### What you have to do
All records must be quoted exactly. Omit the pictures.

*** Begin section ***

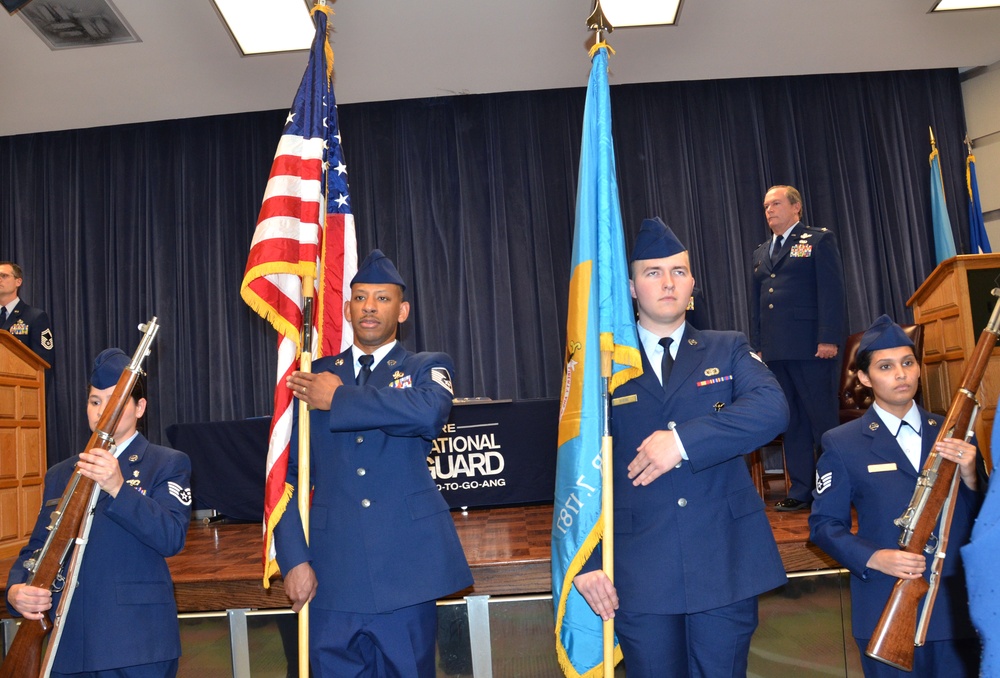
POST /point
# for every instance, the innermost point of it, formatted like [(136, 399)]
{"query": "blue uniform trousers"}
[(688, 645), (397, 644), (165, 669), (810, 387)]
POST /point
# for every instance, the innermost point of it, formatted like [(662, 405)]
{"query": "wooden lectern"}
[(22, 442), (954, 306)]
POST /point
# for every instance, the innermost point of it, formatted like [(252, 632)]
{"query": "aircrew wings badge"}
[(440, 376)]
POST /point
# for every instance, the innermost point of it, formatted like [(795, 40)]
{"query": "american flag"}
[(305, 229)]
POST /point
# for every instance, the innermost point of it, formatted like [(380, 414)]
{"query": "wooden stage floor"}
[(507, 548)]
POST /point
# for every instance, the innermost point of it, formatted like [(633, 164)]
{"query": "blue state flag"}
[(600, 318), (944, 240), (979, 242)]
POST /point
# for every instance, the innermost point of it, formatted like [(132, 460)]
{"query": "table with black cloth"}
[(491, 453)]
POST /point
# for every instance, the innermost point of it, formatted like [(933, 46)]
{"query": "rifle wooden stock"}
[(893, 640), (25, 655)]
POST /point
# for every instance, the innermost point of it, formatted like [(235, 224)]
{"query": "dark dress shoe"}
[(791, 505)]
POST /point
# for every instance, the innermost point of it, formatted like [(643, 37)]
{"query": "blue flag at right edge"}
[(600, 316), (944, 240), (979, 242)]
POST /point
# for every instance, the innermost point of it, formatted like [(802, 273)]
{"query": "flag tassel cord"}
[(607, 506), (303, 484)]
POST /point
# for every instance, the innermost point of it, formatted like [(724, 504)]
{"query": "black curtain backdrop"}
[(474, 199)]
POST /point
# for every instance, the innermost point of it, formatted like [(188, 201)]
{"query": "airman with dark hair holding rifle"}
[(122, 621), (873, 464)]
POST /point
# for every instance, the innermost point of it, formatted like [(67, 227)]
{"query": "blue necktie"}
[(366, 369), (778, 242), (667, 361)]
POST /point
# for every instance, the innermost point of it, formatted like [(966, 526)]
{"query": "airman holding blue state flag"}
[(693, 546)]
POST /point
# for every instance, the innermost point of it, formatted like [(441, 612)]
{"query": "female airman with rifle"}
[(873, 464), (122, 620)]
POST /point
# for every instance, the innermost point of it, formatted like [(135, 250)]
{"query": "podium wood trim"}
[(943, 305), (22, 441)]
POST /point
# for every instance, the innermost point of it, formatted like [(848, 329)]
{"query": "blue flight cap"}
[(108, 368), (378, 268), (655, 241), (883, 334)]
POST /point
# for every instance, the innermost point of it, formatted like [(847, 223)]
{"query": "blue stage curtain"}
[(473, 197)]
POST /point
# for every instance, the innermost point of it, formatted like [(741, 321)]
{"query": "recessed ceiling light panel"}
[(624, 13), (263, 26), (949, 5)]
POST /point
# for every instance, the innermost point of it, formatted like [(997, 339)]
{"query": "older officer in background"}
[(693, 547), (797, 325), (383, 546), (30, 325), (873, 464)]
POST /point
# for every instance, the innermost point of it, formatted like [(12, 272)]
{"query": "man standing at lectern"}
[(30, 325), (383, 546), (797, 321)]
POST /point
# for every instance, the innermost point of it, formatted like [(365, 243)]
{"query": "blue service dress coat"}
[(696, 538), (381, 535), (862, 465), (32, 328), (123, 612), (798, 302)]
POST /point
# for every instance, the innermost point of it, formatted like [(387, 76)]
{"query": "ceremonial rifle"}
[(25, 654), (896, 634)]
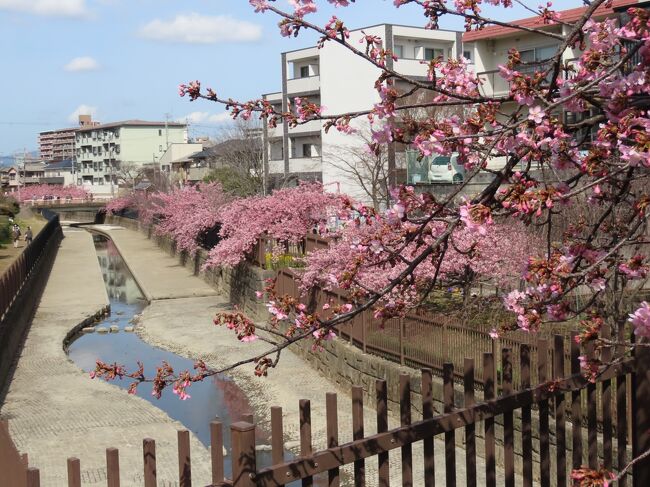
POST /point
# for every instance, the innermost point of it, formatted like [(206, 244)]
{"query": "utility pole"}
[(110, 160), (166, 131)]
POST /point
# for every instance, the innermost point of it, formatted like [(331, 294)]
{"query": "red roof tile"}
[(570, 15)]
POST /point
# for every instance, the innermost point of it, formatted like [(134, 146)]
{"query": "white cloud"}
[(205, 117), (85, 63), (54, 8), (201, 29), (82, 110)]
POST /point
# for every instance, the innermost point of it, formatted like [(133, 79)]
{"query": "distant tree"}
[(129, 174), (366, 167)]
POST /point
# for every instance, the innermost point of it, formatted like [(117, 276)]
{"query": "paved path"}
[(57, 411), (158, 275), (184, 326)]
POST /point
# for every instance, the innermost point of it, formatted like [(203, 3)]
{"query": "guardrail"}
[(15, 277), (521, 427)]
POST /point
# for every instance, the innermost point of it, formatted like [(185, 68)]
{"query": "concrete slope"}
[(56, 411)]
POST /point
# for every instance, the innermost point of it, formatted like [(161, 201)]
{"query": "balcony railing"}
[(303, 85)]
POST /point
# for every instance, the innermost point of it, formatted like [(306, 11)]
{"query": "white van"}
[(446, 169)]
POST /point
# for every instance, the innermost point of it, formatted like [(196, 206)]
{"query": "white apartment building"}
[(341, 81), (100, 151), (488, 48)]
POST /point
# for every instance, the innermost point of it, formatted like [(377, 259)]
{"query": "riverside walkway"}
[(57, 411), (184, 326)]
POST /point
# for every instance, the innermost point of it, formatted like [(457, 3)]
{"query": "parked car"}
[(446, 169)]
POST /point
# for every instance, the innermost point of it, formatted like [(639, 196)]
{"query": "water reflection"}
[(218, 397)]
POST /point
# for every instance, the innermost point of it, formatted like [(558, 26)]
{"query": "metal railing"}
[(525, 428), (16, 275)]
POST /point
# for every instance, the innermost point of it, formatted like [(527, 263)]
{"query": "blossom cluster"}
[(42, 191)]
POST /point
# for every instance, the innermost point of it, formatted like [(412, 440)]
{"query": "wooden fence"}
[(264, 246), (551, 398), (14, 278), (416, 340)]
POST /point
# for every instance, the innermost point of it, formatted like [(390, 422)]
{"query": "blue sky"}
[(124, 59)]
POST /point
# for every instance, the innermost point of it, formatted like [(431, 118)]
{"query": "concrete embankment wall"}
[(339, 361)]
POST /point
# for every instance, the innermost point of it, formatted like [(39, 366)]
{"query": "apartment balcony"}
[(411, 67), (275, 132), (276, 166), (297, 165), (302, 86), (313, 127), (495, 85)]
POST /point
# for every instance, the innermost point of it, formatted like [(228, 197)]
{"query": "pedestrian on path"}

*** End section ***

### Answer box
POST /point
# for every instance, the innermost point of it, formatted like [(136, 399)]
{"query": "blue uniform trousers"}
[(688, 645), (397, 644), (165, 669), (810, 387)]
POST /point
# for every instance, the innermost point of it, formatted like [(662, 405)]
{"query": "wooden lectern"}
[(22, 442), (954, 306)]
POST /point
# for every instance, the innermost point of it, formatted like [(252, 632)]
{"query": "aircrew wings badge"}
[(440, 376)]
POST /point
# for every instance, the innermost point of it, formatted like [(795, 40)]
{"query": "american flag"}
[(305, 229)]
POST /point
# for every instance, the innermost point of it, formatted like [(380, 414)]
{"query": "wooden stage floor"}
[(507, 548)]
POST /point
# for every instance, the innermost point of it, formatted like [(633, 164)]
{"query": "blue state flag"}
[(600, 318), (944, 240), (979, 242)]
POST /point
# for every instance, the innermost point of it, formatted like [(132, 460)]
{"query": "table with black cloth"}
[(491, 453)]
POST /point
# for every instance, the innermost point of it, formatted like [(933, 46)]
{"query": "rifle wooden stock"}
[(893, 640), (25, 655)]
POST /point
# for every instance, the innermost point of it, formatted like [(235, 224)]
{"query": "dark dress shoe"}
[(791, 505)]
POST /point
# for every instance, the innermost point of it, formatted like [(643, 37)]
{"query": "blue flag at right edge"}
[(600, 316), (944, 240), (979, 242)]
POST /point
# for every instance, the innermost point of it, formatted like [(802, 273)]
{"query": "flag tassel cord"}
[(607, 506), (303, 484)]
POST /point
# for every instance, the innermost point of it, formatted like [(724, 504)]
{"query": "black curtain backdrop"}
[(474, 199)]
POST /point
# for every instance, the innermost point of it, formatted like [(188, 201)]
{"query": "airman with dark hair holding rifle"}
[(122, 621), (873, 464)]
POST /point
# for every instance, the innermost point of it, formatted like [(67, 227)]
{"query": "blue necktie"}
[(366, 369), (778, 242), (667, 361)]
POST /point
# for every instance, the innermost point of it, formatted like [(966, 526)]
{"query": "airman holding blue state flag"}
[(693, 546)]
POST /point
# for every instance, the innermost point of it, formatted like [(441, 612)]
{"query": "female airman with rifle"}
[(873, 464), (122, 620)]
POST /point
# for every instance, the innermost point of it, formatted like [(135, 250)]
{"query": "podium wood trim"}
[(943, 305), (22, 441)]
POST /point
# for every instance, the innermost point of it, formatted like [(848, 329)]
{"query": "blue flight cap"}
[(108, 368), (378, 268), (655, 241), (883, 334)]
POST /point
# for every instance, the innermost point of it, formatted like [(847, 223)]
{"query": "blue stage curtain"}
[(473, 197)]
POST /point
# for every instance, the innermost point of it, formatted like [(741, 321)]
{"query": "recessed ceiling light panel"}
[(624, 13), (263, 26), (949, 5)]
POST /point
# for every instance, the innermost point of it, formatted like [(997, 339)]
{"query": "older officer in background"}
[(693, 547), (797, 325), (383, 546), (30, 325), (873, 464)]
POST /point
# for every instance, the innermost point of it, formatted like [(12, 272)]
{"query": "man standing at lectern"}
[(30, 325), (383, 546), (797, 321)]
POST /point
# for every instance, the innermost point of it, formatted like [(365, 243)]
{"query": "blue service dress coat"}
[(696, 538), (381, 535), (862, 465), (32, 328), (123, 612), (798, 302)]
POST /point
# for every instance, the innermost point of it, formatted like [(387, 76)]
{"query": "ceremonial rifle"}
[(25, 654), (896, 634)]
POST /point
# for every instance, the innermost point of it, formatted like [(206, 244)]
{"query": "utility pole"}
[(110, 160), (166, 131)]
POST /point
# for every instance, the innermost point of it, formatted like [(331, 294)]
{"query": "red roof tile"}
[(570, 15)]
POST /point
# for every instance, the innermost point of it, formatted like [(134, 146)]
{"query": "white cloud"}
[(205, 117), (85, 63), (54, 8), (201, 29), (82, 110)]
POST /point
# for every instance, the innermost point of it, formatted like [(133, 79)]
{"query": "distant tree"}
[(129, 174), (366, 167)]
POST /point
# for every instance, the innermost point of it, formatted like [(117, 276)]
{"query": "paved path"}
[(57, 411), (158, 275), (184, 326)]
POST /point
# for every instance, the innermost point of it, formatted like [(203, 3)]
{"query": "guardrail"}
[(15, 277), (521, 427)]
POST /point
# for every instance, the innermost point of it, formatted like [(185, 68)]
{"query": "concrete slope"}
[(56, 411)]
POST /point
# for every instance, the innermost point of it, formatted like [(161, 201)]
{"query": "balcony railing"}
[(303, 85)]
POST /point
# for every instance, the innermost point of it, formatted like [(306, 11)]
{"query": "white van"}
[(446, 169)]
POST /point
# for every instance, the innermost point of it, formatted like [(196, 206)]
{"query": "white apartment building"}
[(341, 81), (100, 151), (488, 48)]
POST /point
# for every instance, the innermost point of it, formatted like [(377, 259)]
{"query": "riverside walkway"}
[(57, 411), (184, 326)]
POST /point
# for every instance, the innermost point of it, formatted like [(457, 3)]
{"query": "parked car"}
[(446, 169)]
POST /point
# for every instance, the innermost point of it, formatted like [(639, 196)]
{"query": "water reflection"}
[(218, 397)]
POST /point
# for every instance, the innermost point of it, formatted like [(558, 26)]
{"query": "metal railing"}
[(525, 428), (16, 275)]
POST /point
# for every instance, the innermost point of it, formatted like [(527, 263)]
{"query": "blossom cluster"}
[(42, 191)]
POST /point
# for every instance, the innermost point of it, formatted like [(412, 440)]
{"query": "wooden fence"}
[(264, 246), (551, 398), (14, 278), (416, 340)]
POST /point
# for every instance, the innermost point of it, formatted like [(390, 422)]
{"query": "blue sky"}
[(124, 59)]
POST /point
# for every instance, the innermost point of it, formatted like [(431, 118)]
{"query": "concrete embankment wall"}
[(339, 361)]
POST /point
# for every instance, the innermost point of it, formatted like [(39, 366)]
{"query": "apartment balcony"}
[(411, 67), (275, 132), (276, 166), (297, 165), (302, 86), (313, 127), (495, 85)]
POST /point
# for every instance, the innermost point of it, formatted like [(228, 197)]
{"query": "pedestrian on path"}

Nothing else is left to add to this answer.